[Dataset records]
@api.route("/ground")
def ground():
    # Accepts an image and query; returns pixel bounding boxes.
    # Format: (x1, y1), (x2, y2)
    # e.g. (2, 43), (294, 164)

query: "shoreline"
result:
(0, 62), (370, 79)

* * *

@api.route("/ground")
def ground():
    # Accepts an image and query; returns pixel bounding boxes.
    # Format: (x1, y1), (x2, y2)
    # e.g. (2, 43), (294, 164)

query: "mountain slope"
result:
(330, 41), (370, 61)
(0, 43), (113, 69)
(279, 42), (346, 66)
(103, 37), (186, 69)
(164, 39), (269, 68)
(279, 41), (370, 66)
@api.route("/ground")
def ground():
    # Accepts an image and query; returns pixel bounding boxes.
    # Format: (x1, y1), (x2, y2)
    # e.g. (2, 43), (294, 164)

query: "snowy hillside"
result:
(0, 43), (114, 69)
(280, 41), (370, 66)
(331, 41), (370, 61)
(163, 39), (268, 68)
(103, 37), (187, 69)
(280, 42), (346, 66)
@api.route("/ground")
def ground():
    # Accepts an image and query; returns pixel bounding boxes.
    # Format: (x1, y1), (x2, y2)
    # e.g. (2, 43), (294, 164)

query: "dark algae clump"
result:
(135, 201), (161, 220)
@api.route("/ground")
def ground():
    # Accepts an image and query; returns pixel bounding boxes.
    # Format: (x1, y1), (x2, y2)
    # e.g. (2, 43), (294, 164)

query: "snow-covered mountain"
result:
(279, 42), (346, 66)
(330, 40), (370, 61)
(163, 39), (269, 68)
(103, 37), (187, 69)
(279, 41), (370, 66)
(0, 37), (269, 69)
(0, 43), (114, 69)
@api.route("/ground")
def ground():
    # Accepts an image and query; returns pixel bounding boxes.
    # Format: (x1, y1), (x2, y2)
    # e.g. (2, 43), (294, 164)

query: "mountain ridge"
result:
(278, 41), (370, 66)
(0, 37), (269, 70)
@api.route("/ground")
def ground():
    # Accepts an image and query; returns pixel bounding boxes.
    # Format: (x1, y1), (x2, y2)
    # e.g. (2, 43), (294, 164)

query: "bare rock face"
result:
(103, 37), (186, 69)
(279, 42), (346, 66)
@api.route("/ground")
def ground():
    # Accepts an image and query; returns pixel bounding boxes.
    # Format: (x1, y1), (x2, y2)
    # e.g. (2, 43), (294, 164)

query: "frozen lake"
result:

WRITTEN PROBLEM
Gather every line of the records that contains the word "mountain", and copy each line unchanged.

FINISHED ANSWER
query: "mountain slope"
query: "snow-covered mountain"
query: "mountain ridge"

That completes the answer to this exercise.